▸ Schrijfopdracht A
Kun je de rijen met opgeslagen gegevens opnieuw uitschrijven, van de regel met "Q: In the image above, where is the flower" tot en met de laatste rij, en daarbij elke coördinaat in de antwoorden met -120 verschuiven terwijl alle andere regels ongewijzigd blijven?

Erasmus Universiteit Rotterdam

Op weg naar een nieuwe belastinghervorming

De hervorming van de belastingen op kapitaalinkomen heeft het aantal arbitragemogelijkheden beperkt. Dit stelt Bert Brys in zijn proefschrift Belastingarbitrage in Nederland. Evaluatie van de hervorming op 1 januari 2001 van de belastingen op kapitaalinkomen, waarop hij donderdag 17 februari 2005 promoveert aan de Erasmus Universiteit Rotterdam. Er zijn echter ook na de hervorming nog heel wat verstoringen en mogelijkheden tot belastingarbitrage. Brys' analyse suggereert daarom de noodzaak van een volgende ronde in de hervorming van de belastingen op kapitaalinkomen in Nederland.

Belastingbetalers passen hun spaar- en investeringsgedrag aan de verschillen in belastingdruk aan (belastingarbitrage gedrag). De promovendus analyseert de prikkels tot belastingarbitrage geanalyseerd voor gezinnen, bedrijven, vermogensgroeifondsen en pensioenfondsen ten gevolge van de Nederlandse belastingen op kapitaalinkomen vóór en na de belastinghervorming van 1 januari 2001.
Het belangrijkste gevolg van de Nederlandse belastinghervorming is dat vennootschappen onverschillig zijn geworden voor nieuwe aandelen of ingehouden winsten als financieringsbron van investeringen en dat gezinnen onverschillig zijn voor dividenden of vermogenswinsten. Aangezien gezinnen geen prikkel meer hebben om zwaar belaste dividenden om te zetten in onbelaste vermogenswinsten, verliezen besparingen via een vermogensgroeifonds dan ook hun fiscale aantrekkingskracht.

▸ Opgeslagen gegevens
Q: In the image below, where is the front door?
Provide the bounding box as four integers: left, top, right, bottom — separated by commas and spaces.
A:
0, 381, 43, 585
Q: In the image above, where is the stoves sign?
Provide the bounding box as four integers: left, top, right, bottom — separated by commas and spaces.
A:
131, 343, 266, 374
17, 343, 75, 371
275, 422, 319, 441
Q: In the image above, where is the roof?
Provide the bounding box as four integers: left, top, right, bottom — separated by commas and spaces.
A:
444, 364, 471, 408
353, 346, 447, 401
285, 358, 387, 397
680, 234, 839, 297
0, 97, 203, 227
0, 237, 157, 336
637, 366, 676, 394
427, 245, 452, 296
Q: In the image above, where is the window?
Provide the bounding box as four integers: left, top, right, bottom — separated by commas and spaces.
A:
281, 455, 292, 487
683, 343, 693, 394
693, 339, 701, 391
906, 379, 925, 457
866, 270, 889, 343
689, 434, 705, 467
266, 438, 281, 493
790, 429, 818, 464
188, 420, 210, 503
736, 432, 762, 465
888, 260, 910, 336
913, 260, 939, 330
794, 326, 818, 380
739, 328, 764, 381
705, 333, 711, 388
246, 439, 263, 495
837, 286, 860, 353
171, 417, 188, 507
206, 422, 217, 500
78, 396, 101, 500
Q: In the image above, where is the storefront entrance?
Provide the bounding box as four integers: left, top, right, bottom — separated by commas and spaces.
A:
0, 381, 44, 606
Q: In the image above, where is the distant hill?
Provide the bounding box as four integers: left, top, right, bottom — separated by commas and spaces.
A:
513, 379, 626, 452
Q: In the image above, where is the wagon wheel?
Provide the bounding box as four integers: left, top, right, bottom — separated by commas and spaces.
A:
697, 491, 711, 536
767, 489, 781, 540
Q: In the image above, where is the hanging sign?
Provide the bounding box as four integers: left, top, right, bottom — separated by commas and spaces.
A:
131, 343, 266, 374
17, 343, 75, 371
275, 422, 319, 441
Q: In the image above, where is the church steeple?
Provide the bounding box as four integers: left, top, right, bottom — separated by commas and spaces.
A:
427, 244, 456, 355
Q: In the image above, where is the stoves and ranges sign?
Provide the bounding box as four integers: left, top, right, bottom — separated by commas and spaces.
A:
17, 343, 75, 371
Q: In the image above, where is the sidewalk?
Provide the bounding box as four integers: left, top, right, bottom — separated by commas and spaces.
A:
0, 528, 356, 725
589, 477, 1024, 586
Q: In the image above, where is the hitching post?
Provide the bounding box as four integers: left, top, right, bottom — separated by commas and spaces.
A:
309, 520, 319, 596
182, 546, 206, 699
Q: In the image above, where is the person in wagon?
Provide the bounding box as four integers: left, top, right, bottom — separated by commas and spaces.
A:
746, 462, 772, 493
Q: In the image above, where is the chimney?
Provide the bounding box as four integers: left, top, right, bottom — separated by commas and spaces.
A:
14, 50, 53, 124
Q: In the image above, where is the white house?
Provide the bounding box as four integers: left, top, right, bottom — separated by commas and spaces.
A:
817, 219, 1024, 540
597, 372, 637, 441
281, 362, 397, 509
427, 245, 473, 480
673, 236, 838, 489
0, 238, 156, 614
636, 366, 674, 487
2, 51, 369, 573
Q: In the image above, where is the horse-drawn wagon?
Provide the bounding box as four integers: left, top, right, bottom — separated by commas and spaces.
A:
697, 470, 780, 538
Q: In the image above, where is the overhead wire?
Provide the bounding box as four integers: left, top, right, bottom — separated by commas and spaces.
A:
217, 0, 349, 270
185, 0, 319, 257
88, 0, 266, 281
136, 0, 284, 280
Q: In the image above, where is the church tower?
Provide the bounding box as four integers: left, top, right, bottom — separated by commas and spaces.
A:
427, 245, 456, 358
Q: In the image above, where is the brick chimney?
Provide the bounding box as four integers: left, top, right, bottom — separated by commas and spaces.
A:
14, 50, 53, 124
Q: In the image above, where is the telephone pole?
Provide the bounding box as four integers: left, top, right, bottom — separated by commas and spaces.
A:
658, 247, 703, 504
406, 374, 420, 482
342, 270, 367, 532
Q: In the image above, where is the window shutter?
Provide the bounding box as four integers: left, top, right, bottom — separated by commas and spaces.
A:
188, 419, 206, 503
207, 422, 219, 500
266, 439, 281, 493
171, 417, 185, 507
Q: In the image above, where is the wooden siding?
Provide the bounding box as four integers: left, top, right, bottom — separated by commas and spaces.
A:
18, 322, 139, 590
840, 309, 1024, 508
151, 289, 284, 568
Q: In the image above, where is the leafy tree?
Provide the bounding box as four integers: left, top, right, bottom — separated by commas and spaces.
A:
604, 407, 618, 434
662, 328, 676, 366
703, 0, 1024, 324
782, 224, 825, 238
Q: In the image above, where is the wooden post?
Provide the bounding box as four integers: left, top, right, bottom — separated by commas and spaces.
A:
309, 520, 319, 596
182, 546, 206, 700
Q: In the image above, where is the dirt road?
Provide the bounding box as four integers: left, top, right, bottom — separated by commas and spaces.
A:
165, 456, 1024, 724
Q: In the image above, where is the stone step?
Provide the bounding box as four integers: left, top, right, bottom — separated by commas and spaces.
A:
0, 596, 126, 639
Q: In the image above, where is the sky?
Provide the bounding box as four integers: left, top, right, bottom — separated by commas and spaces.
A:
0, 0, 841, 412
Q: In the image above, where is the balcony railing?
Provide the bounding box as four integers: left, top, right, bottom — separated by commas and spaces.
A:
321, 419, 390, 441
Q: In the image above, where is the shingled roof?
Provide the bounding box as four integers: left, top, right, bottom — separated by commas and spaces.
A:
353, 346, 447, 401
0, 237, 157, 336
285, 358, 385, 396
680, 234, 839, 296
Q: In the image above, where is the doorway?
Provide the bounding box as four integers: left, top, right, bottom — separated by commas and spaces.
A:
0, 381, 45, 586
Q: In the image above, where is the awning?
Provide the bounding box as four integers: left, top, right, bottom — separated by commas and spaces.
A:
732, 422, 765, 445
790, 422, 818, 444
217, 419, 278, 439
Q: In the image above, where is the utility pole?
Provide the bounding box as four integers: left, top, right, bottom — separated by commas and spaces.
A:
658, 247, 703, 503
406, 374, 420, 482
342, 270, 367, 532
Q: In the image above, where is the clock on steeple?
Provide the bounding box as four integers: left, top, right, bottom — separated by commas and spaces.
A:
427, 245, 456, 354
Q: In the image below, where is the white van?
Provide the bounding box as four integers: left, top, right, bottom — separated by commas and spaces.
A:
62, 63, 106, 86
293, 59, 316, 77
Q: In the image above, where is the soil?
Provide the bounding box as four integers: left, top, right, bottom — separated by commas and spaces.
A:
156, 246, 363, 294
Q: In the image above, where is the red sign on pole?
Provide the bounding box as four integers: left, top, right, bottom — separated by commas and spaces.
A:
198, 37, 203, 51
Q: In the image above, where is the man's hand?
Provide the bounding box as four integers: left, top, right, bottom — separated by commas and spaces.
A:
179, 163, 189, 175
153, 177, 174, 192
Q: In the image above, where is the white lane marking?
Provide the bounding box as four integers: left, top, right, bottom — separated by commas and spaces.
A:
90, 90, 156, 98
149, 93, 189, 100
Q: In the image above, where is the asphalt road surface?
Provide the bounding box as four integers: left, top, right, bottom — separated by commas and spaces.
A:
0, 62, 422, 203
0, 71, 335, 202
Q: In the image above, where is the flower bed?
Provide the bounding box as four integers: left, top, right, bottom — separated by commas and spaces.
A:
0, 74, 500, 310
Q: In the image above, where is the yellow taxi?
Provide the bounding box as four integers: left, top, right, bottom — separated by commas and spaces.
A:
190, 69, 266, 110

▸ Schrijfopdracht B
Kun je het fragment over de Nederlandse belastinghervorming hervatten na de laatste zin die er staat?

▸ Antwoord A
Q: In the image above, where is the flower bed?
Provide the bounding box as four integers: left, top, right, bottom — separated by commas and spaces.
A:
-120, -46, 380, 190
Q: In the image above, where is the yellow taxi?
Provide the bounding box as four integers: left, top, right, bottom — separated by commas and spaces.
A:
70, -51, 146, -10

▸ Antwoord B
Er zijn echter ook na de hervorming nog heel wat verstoringen en mogelijkheden tot belastingarbitrage (zowel op het bedrijfs- als op het gezinsniveau). Zo blijft het belastingstelsel de financieringsbeslissingen van bedrijven verstoren. Omdat enkel interestbetalingen aftrekbaar zijn van de vennootschapsbelasting wordt schuld de geprefereerde financieringsbron voor alle ondernemingen (zowel voor publieke vennootschappen, als voor besloten vennootschappen en voor éénmanszaken). Bovendien blijft het belastingstelsel de ondernemingsvorm van bedrijven en het type van investeringsproject verstoren. Tenslotte blijven ook besparingen voor een pensioen en met schuld gefinancierde investeringen in de eigen woning genieten van een gunstige fiscale wetgeving.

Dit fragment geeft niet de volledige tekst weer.